## Tarea
Reproduce completo, por favor, el fragmento sobre el recuerdo del Holocausto, sin alterar una sola palabra.

## Fragmento
◆ ◆ ◆

En la sociedad israelí, siempre ha existido un tabú muy fuerte: está prohibido comparar cualquier cosa con el Holocausto, y es comprensible, dado que la maquinaria malvada y sistemática de exterminio alemán no se asemeja a nada que la humanidad haya conocido antes o después de la Segunda Guerra Mundial.
Sin embargo, en una semana en que el dolor y la ira por el asesinato de Lucy y las hermanas Maya y Rina Dayan, de bendita memoria, nos desgarran el corazón, cuando tres pares de hermanos luchan por sus vidas en medio de la última ola de terrorismo palestino. Cuando se acerca el Día de la recordación del Holocausto, precisamente entonces, el recuerdo del Holocausto nos obliga a no tolerar ninguna forma de deshumanización dirigida hacia nosotros:
El ataque deliberado contra ciudadanos indefensos, hijos e hijas de una misma familia; justificar estos actos atroces porque las víctimas son judías, y el apoyo popular a estos actos, todos estos son precisamente los rasgos que nos enseñaron a decir: “Nunca más”.

◆ ◆ ◆

## Entradas de datos guardadas
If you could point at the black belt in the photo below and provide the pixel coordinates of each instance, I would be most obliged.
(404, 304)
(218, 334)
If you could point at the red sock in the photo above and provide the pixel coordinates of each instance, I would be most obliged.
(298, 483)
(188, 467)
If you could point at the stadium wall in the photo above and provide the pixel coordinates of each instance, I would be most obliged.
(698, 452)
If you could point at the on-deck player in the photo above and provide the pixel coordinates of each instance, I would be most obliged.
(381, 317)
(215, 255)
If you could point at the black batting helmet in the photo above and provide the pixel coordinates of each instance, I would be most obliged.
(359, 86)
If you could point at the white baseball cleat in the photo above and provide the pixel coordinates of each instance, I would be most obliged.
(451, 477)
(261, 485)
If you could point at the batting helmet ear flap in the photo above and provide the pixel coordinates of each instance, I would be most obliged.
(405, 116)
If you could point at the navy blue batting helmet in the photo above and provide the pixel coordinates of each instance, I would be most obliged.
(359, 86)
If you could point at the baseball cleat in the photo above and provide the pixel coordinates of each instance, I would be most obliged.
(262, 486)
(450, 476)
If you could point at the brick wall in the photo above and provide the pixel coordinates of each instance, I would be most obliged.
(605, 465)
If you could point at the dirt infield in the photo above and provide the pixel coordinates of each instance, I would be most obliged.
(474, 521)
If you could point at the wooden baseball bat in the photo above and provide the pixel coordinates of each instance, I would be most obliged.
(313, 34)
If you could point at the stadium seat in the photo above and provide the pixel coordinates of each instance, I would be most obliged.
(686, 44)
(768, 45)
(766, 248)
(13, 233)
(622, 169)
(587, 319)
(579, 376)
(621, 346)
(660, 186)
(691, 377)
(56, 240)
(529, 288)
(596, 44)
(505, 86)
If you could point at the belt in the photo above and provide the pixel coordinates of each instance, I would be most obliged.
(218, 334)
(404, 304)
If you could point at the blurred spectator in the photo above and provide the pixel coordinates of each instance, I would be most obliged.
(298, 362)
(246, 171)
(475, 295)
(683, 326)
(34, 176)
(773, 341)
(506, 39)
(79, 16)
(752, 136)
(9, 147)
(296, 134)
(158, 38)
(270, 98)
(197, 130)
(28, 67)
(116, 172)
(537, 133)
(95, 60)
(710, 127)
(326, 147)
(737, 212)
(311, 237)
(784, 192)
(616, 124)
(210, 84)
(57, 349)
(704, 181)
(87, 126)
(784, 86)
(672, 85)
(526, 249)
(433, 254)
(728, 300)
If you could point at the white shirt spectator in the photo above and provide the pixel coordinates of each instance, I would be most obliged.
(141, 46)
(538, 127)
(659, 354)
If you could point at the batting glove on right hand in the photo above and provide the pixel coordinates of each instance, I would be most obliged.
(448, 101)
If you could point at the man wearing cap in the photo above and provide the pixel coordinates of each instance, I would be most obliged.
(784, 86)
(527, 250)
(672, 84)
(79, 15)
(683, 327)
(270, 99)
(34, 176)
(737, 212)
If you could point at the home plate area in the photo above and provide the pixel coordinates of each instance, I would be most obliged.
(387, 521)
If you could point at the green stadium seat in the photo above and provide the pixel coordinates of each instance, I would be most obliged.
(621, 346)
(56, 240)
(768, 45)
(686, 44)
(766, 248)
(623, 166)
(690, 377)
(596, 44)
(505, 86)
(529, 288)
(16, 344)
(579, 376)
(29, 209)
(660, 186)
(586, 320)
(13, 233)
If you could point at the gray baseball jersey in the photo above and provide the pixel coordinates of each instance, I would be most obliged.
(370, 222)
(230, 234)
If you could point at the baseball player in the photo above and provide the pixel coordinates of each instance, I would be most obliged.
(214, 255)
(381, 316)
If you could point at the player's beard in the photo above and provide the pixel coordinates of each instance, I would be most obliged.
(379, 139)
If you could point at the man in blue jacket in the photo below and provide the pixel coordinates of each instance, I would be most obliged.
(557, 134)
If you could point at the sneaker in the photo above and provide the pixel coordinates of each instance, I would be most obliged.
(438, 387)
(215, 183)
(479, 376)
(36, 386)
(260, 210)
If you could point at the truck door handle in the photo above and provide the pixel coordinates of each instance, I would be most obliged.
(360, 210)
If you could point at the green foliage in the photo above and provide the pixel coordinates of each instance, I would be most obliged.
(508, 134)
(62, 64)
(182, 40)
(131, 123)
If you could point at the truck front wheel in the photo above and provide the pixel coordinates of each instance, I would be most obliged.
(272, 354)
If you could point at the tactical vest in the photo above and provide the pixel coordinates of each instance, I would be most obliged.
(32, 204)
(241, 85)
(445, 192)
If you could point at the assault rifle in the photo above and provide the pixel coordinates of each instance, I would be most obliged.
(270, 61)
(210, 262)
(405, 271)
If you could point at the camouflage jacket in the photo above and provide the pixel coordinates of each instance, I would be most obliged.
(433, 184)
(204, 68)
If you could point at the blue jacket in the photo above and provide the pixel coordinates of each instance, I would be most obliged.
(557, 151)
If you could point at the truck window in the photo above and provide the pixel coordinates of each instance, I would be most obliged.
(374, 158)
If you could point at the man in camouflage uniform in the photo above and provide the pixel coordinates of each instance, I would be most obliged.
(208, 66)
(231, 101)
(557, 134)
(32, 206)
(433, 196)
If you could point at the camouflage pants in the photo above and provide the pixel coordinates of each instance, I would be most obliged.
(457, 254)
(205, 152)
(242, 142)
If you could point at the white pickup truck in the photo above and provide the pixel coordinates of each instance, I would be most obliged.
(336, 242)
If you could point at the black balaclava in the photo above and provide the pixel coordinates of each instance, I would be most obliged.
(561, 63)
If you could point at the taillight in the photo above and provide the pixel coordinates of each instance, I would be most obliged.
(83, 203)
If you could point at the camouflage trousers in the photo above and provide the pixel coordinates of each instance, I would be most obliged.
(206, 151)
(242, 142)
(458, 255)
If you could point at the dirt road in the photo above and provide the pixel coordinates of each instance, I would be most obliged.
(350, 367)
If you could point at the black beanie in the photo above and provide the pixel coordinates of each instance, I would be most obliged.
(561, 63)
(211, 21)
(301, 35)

◆ ◆ ◆

## Tu solución
En la sociedad israelí, siempre ha existido un tabú muy fuerte: está prohibido comparar cualquier cosa con el Holocausto, y es comprensible, dado que la maquinaria malvada y sistemática de exterminio alemán no se asemeja a nada que la humanidad haya conocido antes o después de la Segunda Guerra Mundial.
Sin embargo, en una semana en que el dolor y la ira por el asesinato de Lucy y las hermanas Maya y Rina Dayan, de bendita memoria, nos desgarran el corazón, cuando tres pares de hermanos luchan por sus vidas en medio de la última ola de terrorismo palestino. Cuando se acerca el Día de la recordación del Holocausto, precisamente entonces, el recuerdo del Holocausto nos obliga a no tolerar ninguna forma de deshumanización dirigida hacia nosotros:
El ataque deliberado contra ciudadanos indefensos, hijos e hijas de una misma familia; justificar estos actos atroces porque las víctimas son judías, y el apoyo popular a estos actos, todos estos son precisamente los rasgos que nos enseñaron a decir: “Nunca más”.